'''

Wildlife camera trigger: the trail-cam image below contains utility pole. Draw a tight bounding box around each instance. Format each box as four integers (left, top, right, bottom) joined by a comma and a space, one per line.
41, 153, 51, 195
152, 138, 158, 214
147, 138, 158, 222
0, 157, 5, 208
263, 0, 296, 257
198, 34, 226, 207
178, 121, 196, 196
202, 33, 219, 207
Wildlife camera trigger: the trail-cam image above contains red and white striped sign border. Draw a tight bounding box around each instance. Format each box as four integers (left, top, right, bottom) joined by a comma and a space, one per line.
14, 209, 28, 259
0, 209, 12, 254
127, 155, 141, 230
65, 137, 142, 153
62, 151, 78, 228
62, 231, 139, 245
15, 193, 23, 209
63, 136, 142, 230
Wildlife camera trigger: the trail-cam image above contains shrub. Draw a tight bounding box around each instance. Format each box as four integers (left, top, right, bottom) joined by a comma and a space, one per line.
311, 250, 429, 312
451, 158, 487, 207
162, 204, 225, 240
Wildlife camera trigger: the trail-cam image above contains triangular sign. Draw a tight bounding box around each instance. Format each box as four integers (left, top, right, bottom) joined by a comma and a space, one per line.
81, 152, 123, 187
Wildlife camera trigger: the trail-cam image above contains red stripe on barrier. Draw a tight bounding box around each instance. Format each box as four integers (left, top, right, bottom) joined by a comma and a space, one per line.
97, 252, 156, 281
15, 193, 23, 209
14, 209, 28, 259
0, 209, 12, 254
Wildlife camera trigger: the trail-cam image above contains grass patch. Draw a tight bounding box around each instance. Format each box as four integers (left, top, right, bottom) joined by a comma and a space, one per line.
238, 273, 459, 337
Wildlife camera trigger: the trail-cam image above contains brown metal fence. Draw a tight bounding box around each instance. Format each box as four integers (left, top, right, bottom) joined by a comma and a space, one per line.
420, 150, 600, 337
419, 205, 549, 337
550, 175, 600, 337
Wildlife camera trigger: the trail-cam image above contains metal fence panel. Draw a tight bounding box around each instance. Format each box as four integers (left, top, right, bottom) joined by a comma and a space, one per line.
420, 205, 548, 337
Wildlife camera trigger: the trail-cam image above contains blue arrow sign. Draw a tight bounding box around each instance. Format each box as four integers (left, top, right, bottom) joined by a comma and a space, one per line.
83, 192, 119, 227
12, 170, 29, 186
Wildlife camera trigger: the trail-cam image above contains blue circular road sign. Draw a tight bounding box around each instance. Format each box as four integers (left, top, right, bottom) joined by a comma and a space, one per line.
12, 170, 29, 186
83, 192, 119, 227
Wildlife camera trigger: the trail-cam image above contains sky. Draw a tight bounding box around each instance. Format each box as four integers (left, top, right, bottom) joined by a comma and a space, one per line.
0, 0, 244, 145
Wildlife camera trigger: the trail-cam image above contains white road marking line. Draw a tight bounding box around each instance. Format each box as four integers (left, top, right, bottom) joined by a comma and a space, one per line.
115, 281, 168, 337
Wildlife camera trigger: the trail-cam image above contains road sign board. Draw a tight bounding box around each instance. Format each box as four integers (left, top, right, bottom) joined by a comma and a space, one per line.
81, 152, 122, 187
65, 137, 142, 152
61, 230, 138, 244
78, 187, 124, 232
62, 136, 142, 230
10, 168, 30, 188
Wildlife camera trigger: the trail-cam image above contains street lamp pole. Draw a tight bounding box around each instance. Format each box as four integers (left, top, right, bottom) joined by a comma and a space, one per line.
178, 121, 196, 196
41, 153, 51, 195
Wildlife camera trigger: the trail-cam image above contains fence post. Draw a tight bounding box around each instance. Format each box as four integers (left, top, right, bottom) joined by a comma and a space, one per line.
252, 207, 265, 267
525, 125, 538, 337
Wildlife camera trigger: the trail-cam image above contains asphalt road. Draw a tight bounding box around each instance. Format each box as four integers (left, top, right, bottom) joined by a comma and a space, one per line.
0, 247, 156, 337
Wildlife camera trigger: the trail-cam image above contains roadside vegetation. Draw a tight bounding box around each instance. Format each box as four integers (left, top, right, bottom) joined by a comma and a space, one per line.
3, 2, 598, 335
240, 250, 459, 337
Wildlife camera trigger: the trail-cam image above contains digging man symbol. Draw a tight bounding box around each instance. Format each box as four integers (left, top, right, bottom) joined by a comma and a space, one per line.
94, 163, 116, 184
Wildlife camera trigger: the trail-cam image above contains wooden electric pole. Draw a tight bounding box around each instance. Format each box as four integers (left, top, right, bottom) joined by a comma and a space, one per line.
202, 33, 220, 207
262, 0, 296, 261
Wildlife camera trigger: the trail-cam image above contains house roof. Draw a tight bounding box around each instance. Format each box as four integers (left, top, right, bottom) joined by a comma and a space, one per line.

'''

== About this task ==
From the line holding "above contains wooden" through the last line above, reproduce each line exactly and add nothing.

== Exercise output ==
Wildlife camera trigger: the trail-cam image above contains wooden electric pole. Draw a tight bounding box around each instance. Format each box as four integers (left, top, right, bottom) joined by a comma and a space, one per line.
202, 33, 220, 207
262, 0, 296, 261
Wildlife camera trigger: the trail-cam image above contains house roof. Draw a tight bounding box around each instance. Format each box as four integers (left, top, right, bottom) joined by a comma and a space, one per line.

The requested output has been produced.